(Available data begins)
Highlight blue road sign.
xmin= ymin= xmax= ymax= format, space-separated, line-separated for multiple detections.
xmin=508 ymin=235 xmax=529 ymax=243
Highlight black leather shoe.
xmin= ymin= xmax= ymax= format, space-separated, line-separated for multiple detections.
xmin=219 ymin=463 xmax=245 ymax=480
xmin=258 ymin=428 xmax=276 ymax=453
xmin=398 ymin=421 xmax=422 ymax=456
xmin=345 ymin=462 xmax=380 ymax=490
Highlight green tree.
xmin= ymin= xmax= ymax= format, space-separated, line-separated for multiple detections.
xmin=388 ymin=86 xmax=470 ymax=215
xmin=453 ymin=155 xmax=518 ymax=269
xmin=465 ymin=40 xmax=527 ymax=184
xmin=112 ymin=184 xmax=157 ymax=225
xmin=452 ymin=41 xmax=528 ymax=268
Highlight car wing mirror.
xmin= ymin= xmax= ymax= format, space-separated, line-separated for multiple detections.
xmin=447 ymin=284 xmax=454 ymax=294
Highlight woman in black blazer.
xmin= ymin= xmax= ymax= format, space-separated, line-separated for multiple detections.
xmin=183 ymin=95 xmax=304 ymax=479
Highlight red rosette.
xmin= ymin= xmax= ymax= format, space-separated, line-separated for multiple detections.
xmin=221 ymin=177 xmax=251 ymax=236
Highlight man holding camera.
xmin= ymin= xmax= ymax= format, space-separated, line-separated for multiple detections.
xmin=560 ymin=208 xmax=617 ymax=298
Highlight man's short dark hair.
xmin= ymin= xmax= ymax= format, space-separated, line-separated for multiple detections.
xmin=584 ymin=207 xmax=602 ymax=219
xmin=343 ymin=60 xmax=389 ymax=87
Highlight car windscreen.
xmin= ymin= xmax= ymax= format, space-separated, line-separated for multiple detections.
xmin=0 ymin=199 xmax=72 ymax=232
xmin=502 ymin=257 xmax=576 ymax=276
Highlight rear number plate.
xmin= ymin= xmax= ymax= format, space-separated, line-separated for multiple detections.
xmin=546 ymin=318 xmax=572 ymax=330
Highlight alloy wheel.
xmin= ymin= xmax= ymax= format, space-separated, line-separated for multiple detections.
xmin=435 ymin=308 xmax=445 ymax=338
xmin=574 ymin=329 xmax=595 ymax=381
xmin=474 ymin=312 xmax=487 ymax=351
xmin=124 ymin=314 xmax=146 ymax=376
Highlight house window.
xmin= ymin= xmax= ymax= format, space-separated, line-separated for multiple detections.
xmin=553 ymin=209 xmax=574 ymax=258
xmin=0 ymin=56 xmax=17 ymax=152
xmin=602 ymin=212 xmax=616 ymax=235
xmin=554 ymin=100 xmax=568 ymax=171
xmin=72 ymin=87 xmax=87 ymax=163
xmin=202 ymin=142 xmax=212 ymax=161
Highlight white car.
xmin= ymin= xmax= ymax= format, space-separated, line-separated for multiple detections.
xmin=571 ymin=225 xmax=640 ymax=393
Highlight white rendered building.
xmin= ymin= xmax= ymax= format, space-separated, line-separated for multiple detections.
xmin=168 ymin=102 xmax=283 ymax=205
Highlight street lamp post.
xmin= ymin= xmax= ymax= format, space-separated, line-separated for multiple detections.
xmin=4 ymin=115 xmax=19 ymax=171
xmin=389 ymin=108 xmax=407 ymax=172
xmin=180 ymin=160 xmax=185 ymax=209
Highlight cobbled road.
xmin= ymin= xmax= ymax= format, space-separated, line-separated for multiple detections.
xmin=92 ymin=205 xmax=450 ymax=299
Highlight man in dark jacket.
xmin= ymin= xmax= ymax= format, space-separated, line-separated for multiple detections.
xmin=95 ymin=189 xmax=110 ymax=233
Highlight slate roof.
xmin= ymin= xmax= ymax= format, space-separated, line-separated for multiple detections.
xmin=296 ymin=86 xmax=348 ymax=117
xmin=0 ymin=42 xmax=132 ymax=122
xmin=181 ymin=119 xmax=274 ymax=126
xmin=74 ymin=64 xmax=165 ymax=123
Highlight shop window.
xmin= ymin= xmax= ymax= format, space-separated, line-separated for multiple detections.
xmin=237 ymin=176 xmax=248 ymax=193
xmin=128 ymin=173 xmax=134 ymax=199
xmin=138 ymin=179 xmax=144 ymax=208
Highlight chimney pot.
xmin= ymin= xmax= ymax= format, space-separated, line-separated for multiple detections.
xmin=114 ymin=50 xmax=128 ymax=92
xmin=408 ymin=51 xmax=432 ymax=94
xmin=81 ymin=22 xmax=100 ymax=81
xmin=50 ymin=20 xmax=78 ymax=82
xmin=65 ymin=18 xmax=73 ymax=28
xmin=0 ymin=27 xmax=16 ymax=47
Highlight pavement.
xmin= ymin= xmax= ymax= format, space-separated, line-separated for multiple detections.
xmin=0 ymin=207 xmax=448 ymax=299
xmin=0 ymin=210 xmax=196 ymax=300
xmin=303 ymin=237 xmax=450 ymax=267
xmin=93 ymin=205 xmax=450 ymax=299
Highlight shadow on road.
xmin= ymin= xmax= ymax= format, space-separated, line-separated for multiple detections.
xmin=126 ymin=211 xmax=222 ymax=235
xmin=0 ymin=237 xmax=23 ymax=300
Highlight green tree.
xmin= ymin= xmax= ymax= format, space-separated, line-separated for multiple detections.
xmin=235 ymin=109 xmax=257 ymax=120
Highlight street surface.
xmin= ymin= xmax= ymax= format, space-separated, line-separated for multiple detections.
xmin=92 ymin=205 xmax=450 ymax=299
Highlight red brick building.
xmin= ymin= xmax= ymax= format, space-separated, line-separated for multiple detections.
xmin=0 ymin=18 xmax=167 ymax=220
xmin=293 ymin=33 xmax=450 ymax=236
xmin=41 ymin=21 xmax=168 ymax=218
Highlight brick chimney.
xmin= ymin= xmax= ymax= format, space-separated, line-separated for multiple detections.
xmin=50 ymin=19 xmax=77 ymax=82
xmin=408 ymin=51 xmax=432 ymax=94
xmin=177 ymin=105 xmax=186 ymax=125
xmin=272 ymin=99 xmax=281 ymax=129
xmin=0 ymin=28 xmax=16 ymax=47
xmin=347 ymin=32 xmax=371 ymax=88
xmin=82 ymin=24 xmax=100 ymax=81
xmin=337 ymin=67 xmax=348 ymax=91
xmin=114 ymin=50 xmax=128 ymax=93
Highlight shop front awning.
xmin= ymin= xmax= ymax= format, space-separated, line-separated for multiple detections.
(Available data ends)
> _How to complete this task_
Output all of the records above exactly as they appear.

> _Exercise output_
Highlight blue road sign.
xmin= ymin= xmax= ymax= format, space-separated, line-separated for multiple detections.
xmin=508 ymin=235 xmax=529 ymax=243
Highlight black leather shoe.
xmin= ymin= xmax= ymax= format, space-separated, line-separated for multiple detections.
xmin=219 ymin=463 xmax=245 ymax=480
xmin=258 ymin=428 xmax=276 ymax=453
xmin=398 ymin=421 xmax=422 ymax=456
xmin=345 ymin=462 xmax=380 ymax=490
Highlight green tree.
xmin= ymin= xmax= ymax= format, space-separated, line-separated for multiple detections.
xmin=388 ymin=86 xmax=470 ymax=215
xmin=453 ymin=155 xmax=518 ymax=269
xmin=465 ymin=40 xmax=527 ymax=184
xmin=112 ymin=184 xmax=157 ymax=225
xmin=452 ymin=41 xmax=528 ymax=268
Highlight car wing mirror.
xmin= ymin= xmax= ymax= format, space-separated, line-separated for multiple detections.
xmin=447 ymin=284 xmax=454 ymax=294
Highlight woman in black blazer.
xmin= ymin= xmax= ymax= format, space-separated, line-separated for multiple detections.
xmin=183 ymin=95 xmax=304 ymax=479
Highlight red rosette.
xmin= ymin= xmax= ymax= format, space-separated, line-separated for multiple detections.
xmin=221 ymin=177 xmax=251 ymax=236
Highlight man holding camera.
xmin= ymin= xmax= ymax= format, space-separated, line-separated for multiple detections.
xmin=560 ymin=208 xmax=617 ymax=298
Highlight man's short dark hair.
xmin= ymin= xmax= ymax= format, space-separated, line-separated for multiple detections.
xmin=584 ymin=207 xmax=602 ymax=219
xmin=343 ymin=60 xmax=389 ymax=87
Highlight car windscreen.
xmin= ymin= xmax= ymax= format, space-separated, line-separated for multiple detections.
xmin=0 ymin=199 xmax=72 ymax=232
xmin=502 ymin=257 xmax=576 ymax=276
Highlight rear number plate.
xmin= ymin= xmax= ymax= format, space-separated, line-separated for multiple detections.
xmin=546 ymin=318 xmax=572 ymax=330
Highlight alloy wheel.
xmin= ymin= xmax= ymax= format, space-separated, line-separated for multiple detections.
xmin=435 ymin=308 xmax=445 ymax=338
xmin=574 ymin=329 xmax=595 ymax=381
xmin=474 ymin=312 xmax=487 ymax=351
xmin=124 ymin=314 xmax=146 ymax=376
Highlight house window.
xmin= ymin= xmax= ymax= format, space-separated, line-separated for multiple detections.
xmin=553 ymin=209 xmax=574 ymax=258
xmin=0 ymin=56 xmax=17 ymax=152
xmin=602 ymin=212 xmax=616 ymax=235
xmin=554 ymin=100 xmax=568 ymax=171
xmin=72 ymin=87 xmax=87 ymax=163
xmin=202 ymin=142 xmax=212 ymax=161
Highlight white car.
xmin= ymin= xmax= ymax= format, space-separated, line-separated for multiple detections.
xmin=571 ymin=225 xmax=640 ymax=393
Highlight white rendered building.
xmin= ymin= xmax= ymax= format, space-separated, line-separated for multiple detections.
xmin=168 ymin=102 xmax=283 ymax=205
Highlight street lamp post.
xmin= ymin= xmax= ymax= format, space-separated, line-separated for multiple detections.
xmin=4 ymin=115 xmax=19 ymax=171
xmin=389 ymin=108 xmax=407 ymax=172
xmin=180 ymin=160 xmax=185 ymax=209
Highlight cobbled road.
xmin= ymin= xmax= ymax= format, space-separated, line-separated for multiple detections.
xmin=92 ymin=205 xmax=450 ymax=299
Highlight man in dark jacket.
xmin= ymin= xmax= ymax= format, space-separated, line-separated for multiple detections.
xmin=95 ymin=189 xmax=110 ymax=233
Highlight slate roof.
xmin= ymin= xmax= ymax= format, space-separated, line-separated for multiple detections.
xmin=296 ymin=86 xmax=348 ymax=117
xmin=0 ymin=42 xmax=132 ymax=122
xmin=181 ymin=119 xmax=274 ymax=126
xmin=74 ymin=64 xmax=165 ymax=123
Highlight shop window.
xmin= ymin= xmax= ymax= format, space-separated, line-separated for multiple detections.
xmin=237 ymin=176 xmax=248 ymax=193
xmin=128 ymin=173 xmax=134 ymax=199
xmin=138 ymin=179 xmax=144 ymax=208
Highlight chimney pot.
xmin= ymin= xmax= ymax= format, space-separated, line-separated for multiple detections.
xmin=114 ymin=50 xmax=128 ymax=92
xmin=408 ymin=51 xmax=432 ymax=94
xmin=81 ymin=22 xmax=100 ymax=81
xmin=50 ymin=20 xmax=78 ymax=82
xmin=65 ymin=18 xmax=73 ymax=28
xmin=0 ymin=27 xmax=16 ymax=47
Highlight pavement.
xmin= ymin= xmax= ymax= format, space-separated, line-separated for multiple detections.
xmin=0 ymin=207 xmax=448 ymax=299
xmin=0 ymin=210 xmax=196 ymax=300
xmin=303 ymin=237 xmax=450 ymax=267
xmin=93 ymin=205 xmax=450 ymax=299
Highlight shadow on road.
xmin= ymin= xmax= ymax= format, space-separated, line-separated for multiple detections.
xmin=126 ymin=211 xmax=222 ymax=235
xmin=0 ymin=237 xmax=23 ymax=300
Highlight green tree.
xmin= ymin= xmax= ymax= format, space-separated, line-separated for multiple detections.
xmin=235 ymin=109 xmax=257 ymax=120
Highlight street surface.
xmin= ymin= xmax= ymax= format, space-separated, line-separated for multiple detections.
xmin=92 ymin=205 xmax=450 ymax=299
Highlight red brick building.
xmin= ymin= xmax= ymax= format, space-separated, line-separated for multiple detections.
xmin=0 ymin=18 xmax=167 ymax=220
xmin=293 ymin=33 xmax=450 ymax=236
xmin=41 ymin=21 xmax=168 ymax=218
Highlight brick chimney.
xmin= ymin= xmax= ymax= format, space-separated, line-separated for multiple detections.
xmin=50 ymin=19 xmax=77 ymax=82
xmin=408 ymin=51 xmax=432 ymax=94
xmin=177 ymin=105 xmax=186 ymax=125
xmin=272 ymin=99 xmax=281 ymax=129
xmin=0 ymin=28 xmax=16 ymax=47
xmin=347 ymin=32 xmax=371 ymax=88
xmin=82 ymin=24 xmax=100 ymax=81
xmin=337 ymin=67 xmax=348 ymax=91
xmin=114 ymin=50 xmax=128 ymax=93
Highlight shop front awning.
xmin= ymin= xmax= ymax= format, space-separated, line-separated for multiple detections.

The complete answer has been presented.